*ASSIGNMENT*. The expected response is a copy of every line in the entries below that includes the word "logo".

*EXERCISE DATA*.
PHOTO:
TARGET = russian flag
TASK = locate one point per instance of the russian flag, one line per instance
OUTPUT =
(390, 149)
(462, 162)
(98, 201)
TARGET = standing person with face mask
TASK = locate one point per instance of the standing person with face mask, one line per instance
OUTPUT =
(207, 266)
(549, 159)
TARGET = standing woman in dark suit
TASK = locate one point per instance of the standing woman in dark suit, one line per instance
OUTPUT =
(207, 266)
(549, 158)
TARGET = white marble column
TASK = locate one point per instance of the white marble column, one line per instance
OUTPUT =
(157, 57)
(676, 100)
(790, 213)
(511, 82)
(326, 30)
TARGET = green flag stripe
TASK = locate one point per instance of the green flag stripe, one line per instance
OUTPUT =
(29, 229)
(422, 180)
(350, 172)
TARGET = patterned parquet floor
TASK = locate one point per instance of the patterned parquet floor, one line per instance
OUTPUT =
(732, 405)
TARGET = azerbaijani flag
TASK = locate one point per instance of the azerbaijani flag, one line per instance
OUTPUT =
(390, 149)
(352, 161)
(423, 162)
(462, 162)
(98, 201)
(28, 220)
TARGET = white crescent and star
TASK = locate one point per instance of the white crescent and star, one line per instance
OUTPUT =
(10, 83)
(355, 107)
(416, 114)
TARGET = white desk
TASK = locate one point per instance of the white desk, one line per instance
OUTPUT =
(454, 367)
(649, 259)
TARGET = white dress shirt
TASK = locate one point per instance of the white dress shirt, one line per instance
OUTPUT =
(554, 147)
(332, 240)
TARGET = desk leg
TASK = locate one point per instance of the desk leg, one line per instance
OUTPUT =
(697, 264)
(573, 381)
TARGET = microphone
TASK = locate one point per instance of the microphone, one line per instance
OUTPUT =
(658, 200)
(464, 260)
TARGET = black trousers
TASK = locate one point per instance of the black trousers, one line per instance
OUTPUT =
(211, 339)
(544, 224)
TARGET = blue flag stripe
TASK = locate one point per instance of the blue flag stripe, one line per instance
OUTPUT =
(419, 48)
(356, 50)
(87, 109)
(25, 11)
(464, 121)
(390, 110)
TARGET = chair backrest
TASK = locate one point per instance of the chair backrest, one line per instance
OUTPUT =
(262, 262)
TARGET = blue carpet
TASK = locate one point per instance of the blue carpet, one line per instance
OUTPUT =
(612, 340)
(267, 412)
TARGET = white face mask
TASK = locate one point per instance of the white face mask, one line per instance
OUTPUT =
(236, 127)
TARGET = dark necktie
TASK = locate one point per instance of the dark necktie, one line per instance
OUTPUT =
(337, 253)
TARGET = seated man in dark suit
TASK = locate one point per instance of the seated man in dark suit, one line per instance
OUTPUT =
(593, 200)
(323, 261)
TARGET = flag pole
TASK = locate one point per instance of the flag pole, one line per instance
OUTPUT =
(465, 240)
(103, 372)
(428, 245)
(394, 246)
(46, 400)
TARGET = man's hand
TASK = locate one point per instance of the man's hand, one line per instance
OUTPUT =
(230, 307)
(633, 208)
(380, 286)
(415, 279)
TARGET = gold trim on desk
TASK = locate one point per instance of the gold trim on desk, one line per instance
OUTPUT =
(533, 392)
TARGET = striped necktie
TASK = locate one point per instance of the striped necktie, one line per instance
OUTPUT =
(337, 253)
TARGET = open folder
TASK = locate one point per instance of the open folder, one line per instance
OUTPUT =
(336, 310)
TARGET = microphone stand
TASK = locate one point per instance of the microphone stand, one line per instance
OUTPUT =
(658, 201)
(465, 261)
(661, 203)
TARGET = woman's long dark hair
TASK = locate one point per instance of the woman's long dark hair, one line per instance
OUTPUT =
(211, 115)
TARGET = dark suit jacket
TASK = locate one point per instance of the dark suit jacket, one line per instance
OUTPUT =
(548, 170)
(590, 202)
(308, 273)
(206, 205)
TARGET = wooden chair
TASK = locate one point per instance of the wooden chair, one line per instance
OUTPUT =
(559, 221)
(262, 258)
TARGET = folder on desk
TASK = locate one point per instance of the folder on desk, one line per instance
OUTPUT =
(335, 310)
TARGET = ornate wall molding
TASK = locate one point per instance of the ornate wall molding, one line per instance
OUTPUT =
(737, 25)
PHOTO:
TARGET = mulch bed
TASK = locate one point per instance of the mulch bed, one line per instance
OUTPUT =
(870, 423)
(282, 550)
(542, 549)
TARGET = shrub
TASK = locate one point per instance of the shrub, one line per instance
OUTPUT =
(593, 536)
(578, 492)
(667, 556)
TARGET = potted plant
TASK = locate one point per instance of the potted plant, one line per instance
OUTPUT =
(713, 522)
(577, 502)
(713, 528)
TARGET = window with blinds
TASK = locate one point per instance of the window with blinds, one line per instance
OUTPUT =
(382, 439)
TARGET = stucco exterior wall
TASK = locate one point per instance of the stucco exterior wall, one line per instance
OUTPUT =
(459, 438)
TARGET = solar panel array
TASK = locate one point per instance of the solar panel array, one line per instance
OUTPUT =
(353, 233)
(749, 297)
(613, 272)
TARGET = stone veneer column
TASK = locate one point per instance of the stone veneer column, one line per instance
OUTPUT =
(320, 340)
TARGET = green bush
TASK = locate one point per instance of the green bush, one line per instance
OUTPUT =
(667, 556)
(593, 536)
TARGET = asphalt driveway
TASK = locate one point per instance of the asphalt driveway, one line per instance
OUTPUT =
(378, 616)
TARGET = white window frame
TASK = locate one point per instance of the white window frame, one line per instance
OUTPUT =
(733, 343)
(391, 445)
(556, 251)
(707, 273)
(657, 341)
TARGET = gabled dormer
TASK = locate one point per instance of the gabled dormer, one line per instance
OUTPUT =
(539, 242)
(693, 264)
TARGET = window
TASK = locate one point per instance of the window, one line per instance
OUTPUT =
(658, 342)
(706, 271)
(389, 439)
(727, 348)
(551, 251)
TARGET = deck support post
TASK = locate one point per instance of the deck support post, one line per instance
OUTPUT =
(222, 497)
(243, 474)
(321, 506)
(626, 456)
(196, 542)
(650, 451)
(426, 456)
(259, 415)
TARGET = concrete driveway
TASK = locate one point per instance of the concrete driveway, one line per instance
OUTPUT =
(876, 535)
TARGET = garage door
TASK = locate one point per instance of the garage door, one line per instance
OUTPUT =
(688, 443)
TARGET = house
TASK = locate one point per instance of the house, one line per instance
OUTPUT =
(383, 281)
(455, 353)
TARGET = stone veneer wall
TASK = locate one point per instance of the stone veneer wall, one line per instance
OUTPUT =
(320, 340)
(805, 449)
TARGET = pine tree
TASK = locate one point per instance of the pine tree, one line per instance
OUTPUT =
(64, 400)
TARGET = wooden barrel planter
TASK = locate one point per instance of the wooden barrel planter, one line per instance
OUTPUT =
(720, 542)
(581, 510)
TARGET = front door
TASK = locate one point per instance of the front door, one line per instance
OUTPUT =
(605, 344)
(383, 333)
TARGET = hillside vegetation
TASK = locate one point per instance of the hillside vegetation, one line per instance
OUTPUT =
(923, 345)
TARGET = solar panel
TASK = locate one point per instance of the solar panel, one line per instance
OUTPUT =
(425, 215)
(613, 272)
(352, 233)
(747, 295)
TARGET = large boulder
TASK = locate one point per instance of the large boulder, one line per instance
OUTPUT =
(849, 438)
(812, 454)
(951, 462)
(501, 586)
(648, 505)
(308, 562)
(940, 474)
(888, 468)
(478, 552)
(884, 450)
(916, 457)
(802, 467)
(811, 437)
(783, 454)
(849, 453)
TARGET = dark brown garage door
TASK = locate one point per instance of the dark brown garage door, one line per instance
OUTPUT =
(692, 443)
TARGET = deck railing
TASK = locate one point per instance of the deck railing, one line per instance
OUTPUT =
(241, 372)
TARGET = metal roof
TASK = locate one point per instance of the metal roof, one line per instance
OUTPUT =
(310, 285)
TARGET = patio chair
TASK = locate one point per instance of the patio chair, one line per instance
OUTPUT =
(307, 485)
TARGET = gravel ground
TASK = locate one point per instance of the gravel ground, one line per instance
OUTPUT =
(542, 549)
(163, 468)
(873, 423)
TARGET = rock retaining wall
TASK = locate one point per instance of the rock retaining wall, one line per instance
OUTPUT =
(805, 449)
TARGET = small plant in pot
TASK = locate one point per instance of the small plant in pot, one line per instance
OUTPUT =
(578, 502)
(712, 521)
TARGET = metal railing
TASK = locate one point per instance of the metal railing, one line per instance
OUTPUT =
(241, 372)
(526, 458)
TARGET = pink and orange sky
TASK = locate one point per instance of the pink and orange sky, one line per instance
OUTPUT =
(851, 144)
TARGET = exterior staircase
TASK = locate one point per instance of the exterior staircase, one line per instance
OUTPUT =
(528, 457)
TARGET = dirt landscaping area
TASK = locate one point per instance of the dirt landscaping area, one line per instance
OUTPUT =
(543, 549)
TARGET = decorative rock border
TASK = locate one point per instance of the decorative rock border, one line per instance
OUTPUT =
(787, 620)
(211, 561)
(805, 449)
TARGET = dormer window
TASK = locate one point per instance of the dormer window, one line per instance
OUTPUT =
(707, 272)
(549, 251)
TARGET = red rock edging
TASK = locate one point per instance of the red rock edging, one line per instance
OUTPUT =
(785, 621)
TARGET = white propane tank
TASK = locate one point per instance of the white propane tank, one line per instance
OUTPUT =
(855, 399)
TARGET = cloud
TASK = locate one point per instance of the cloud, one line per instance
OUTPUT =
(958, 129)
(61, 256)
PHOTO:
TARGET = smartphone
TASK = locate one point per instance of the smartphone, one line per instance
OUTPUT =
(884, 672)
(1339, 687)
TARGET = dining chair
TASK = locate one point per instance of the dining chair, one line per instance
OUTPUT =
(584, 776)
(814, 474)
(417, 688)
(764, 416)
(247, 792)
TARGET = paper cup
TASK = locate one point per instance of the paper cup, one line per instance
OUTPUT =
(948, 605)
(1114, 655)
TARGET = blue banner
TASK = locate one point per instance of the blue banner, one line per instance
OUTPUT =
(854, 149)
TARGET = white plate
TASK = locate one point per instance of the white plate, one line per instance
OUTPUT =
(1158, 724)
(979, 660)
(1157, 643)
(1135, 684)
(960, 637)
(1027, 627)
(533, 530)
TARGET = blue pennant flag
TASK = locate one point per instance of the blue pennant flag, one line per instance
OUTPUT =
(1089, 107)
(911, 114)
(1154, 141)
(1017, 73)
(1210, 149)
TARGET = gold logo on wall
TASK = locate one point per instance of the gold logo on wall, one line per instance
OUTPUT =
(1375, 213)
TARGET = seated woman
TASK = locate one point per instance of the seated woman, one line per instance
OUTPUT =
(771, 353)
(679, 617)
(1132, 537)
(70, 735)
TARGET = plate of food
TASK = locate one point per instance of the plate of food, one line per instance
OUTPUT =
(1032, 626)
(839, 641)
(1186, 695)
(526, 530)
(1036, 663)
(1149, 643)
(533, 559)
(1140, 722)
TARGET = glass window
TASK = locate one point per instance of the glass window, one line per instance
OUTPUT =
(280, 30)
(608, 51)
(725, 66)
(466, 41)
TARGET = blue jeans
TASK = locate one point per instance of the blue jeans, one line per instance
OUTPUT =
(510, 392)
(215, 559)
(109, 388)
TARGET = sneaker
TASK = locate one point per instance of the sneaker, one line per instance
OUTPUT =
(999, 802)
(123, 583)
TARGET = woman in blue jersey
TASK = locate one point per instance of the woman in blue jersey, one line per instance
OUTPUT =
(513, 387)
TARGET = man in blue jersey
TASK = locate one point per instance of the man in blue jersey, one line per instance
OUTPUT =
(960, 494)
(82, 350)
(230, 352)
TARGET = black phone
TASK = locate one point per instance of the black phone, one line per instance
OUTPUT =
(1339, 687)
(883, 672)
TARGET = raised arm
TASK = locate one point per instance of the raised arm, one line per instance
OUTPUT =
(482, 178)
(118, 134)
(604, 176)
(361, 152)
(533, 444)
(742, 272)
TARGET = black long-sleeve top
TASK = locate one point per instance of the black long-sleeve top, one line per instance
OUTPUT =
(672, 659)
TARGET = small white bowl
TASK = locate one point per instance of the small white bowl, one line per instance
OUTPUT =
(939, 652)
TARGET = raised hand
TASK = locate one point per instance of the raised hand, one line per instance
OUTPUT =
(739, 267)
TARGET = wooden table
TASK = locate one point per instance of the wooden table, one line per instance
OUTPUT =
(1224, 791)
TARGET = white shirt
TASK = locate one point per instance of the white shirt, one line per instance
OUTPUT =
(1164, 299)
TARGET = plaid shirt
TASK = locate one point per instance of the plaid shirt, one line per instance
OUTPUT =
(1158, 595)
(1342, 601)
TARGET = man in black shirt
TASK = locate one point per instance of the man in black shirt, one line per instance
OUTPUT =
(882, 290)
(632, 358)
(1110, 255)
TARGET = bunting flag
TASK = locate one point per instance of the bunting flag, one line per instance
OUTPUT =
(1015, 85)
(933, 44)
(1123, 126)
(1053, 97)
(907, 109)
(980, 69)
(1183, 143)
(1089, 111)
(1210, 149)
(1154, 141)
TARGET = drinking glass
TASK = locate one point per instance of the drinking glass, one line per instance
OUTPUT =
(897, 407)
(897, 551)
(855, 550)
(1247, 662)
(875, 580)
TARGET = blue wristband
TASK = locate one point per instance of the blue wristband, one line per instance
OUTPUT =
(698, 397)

*RESULT OF THIS TASK*.
TARGET = gold logo on wall
TASK = locate one point per instance of the gold logo on wall, one line per instance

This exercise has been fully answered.